DIRECTIONS => Starting at the line with "Where in the photo above can the white hard" and running through the end of the records, rewrite each line as one string in a JSON list, skipping blank lines and leaving out the picture.

SUPPLIED RECORDS =>
* * *
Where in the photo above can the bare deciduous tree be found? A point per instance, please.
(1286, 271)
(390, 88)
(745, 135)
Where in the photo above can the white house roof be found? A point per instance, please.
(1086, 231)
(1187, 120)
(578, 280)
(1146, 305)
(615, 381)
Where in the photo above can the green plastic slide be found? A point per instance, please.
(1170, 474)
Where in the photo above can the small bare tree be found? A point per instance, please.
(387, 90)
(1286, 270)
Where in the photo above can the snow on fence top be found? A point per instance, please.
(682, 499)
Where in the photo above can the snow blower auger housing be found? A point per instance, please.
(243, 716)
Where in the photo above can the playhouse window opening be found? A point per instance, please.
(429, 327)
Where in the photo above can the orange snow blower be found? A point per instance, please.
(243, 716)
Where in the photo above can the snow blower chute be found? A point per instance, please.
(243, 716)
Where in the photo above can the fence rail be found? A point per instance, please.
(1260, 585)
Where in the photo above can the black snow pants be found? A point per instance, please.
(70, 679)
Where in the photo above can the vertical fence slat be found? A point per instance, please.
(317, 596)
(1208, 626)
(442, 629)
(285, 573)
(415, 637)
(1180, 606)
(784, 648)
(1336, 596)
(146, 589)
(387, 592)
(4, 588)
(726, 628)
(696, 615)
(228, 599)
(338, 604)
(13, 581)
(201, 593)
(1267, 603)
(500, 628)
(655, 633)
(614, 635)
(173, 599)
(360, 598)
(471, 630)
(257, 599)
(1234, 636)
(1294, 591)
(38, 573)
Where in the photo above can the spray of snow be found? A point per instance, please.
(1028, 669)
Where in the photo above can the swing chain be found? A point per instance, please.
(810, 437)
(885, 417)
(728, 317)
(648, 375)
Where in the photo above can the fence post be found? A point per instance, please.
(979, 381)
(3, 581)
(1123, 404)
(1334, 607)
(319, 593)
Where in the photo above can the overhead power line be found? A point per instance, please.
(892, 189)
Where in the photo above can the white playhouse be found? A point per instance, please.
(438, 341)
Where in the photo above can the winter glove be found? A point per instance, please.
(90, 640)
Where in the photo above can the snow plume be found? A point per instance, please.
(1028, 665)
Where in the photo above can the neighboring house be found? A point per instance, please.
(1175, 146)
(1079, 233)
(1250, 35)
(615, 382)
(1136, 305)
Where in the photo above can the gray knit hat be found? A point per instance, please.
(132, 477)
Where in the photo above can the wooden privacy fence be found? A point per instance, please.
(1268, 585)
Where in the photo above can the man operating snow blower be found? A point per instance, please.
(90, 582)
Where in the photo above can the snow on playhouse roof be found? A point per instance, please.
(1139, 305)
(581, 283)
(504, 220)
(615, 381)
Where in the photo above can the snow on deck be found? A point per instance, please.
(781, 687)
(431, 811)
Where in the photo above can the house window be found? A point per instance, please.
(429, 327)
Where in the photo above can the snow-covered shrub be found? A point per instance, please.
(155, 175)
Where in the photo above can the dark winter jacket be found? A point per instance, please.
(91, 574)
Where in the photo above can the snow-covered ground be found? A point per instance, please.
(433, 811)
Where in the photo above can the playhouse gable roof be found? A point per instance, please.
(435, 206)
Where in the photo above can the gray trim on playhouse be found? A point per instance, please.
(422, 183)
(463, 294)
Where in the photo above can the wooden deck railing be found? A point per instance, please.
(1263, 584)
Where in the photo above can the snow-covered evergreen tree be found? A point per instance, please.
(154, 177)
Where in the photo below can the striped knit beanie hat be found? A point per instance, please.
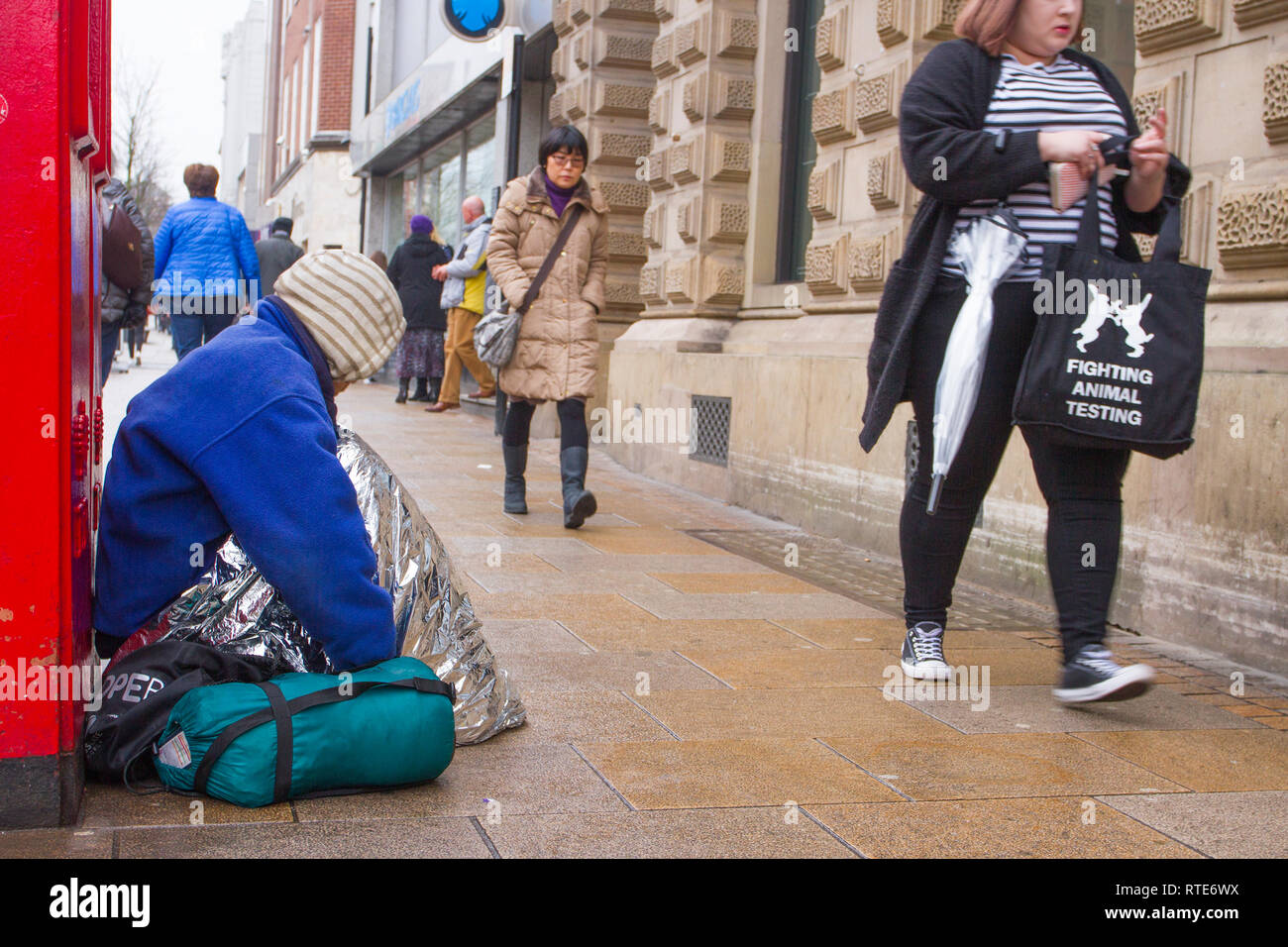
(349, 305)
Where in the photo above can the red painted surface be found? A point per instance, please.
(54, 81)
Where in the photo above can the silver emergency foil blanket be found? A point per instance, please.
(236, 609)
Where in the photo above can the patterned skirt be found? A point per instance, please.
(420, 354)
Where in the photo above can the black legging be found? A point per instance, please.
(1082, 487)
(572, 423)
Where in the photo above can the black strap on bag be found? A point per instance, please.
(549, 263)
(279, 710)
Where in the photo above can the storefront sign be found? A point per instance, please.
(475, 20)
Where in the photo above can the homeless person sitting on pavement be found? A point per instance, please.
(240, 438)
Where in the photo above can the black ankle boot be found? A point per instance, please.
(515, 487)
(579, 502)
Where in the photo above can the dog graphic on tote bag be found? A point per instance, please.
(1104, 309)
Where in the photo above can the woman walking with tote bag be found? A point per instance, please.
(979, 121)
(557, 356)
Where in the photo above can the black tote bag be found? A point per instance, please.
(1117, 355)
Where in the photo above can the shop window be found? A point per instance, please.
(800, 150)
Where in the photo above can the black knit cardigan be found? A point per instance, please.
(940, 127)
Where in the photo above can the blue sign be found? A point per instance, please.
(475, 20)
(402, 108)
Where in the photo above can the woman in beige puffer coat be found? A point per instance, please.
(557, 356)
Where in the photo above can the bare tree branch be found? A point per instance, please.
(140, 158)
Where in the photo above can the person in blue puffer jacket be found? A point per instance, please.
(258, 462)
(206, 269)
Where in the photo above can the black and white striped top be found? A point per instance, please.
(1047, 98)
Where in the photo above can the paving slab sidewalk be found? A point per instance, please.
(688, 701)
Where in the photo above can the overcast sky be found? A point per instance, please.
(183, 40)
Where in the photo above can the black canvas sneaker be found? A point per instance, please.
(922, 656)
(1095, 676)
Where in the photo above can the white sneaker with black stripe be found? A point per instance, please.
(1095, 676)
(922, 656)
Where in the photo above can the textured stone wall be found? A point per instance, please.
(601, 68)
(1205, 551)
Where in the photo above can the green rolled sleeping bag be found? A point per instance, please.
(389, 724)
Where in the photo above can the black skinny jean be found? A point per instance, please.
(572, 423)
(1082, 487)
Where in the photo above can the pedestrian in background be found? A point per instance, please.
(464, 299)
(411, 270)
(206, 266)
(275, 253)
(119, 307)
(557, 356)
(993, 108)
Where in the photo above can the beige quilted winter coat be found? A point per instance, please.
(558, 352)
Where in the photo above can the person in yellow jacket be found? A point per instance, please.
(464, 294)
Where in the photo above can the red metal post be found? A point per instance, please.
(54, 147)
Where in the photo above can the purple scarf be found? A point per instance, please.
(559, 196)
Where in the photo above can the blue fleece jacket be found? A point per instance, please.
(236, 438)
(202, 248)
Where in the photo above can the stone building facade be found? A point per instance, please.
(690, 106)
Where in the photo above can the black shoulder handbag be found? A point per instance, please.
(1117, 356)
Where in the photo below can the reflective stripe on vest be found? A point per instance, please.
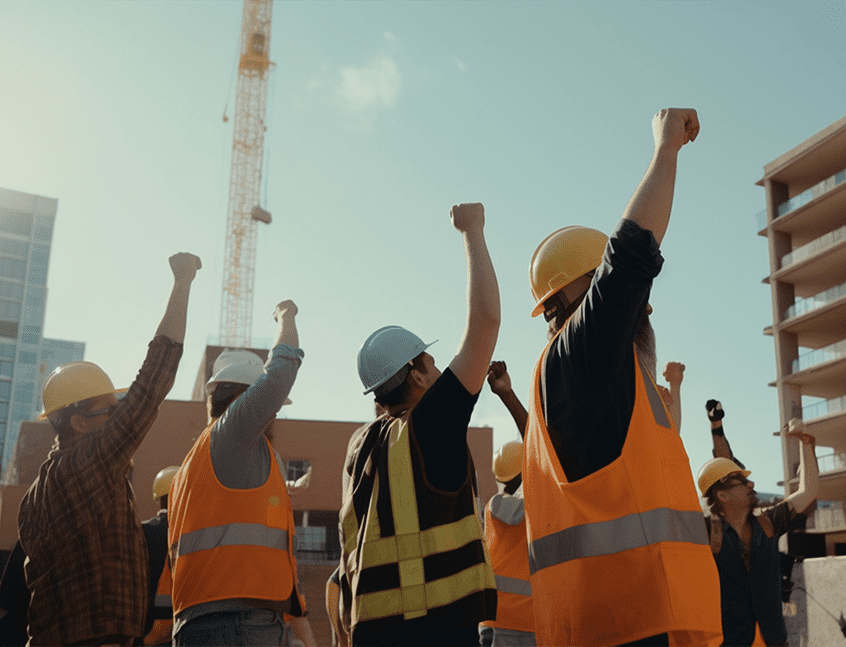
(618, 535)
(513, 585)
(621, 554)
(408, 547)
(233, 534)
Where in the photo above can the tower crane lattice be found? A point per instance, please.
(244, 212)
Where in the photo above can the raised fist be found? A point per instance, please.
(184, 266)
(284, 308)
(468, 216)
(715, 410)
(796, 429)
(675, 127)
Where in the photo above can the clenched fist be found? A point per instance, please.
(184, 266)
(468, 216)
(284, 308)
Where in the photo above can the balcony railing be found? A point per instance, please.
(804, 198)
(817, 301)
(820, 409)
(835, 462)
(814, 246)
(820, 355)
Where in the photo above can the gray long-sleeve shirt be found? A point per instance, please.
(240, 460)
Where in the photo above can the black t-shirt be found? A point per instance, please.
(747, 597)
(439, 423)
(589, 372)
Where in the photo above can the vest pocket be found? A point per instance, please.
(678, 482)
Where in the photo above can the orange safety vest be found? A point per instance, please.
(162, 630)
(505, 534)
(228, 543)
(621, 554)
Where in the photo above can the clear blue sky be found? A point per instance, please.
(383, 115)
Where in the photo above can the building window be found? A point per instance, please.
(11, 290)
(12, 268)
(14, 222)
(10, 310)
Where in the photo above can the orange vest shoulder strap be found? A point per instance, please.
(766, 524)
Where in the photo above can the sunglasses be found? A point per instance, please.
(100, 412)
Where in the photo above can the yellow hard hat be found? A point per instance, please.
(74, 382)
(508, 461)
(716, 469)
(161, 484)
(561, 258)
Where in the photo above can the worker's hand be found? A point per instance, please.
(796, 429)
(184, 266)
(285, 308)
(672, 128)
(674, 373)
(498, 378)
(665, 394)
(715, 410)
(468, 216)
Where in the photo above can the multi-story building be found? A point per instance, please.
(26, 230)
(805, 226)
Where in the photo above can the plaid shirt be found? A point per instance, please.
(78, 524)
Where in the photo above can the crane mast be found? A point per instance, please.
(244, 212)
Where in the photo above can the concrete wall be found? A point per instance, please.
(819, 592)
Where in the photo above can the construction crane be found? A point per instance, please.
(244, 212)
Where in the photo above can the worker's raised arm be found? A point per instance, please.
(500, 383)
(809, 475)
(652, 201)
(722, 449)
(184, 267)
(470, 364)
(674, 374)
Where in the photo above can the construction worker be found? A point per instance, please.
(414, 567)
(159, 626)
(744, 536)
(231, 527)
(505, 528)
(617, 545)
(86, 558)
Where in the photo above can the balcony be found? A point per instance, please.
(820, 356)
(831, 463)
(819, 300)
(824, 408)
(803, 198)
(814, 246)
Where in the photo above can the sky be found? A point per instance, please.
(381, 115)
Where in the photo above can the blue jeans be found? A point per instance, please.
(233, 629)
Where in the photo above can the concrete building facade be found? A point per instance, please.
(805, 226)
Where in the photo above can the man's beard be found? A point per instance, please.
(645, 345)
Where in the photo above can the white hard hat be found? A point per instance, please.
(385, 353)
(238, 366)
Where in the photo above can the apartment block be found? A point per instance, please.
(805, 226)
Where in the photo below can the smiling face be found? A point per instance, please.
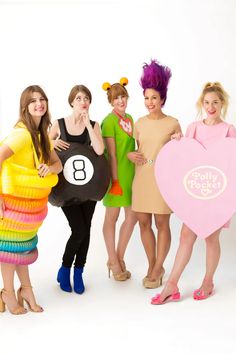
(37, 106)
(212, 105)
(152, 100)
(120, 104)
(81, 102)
* * *
SOLUTION TO THE EXERCISE =>
[
  "Where in the photo above can the white hard hat be found? A point per instance, please.",
  "(385, 353)",
  "(238, 366)",
  "Where in the photo above can the apartment block be found? A point per instance, please.",
  "(805, 226)",
  "Where in the photo below can the smiling face be found? A point per instance, please.",
  "(37, 106)",
  "(212, 105)",
  "(152, 100)",
  "(120, 104)",
  "(81, 102)"
]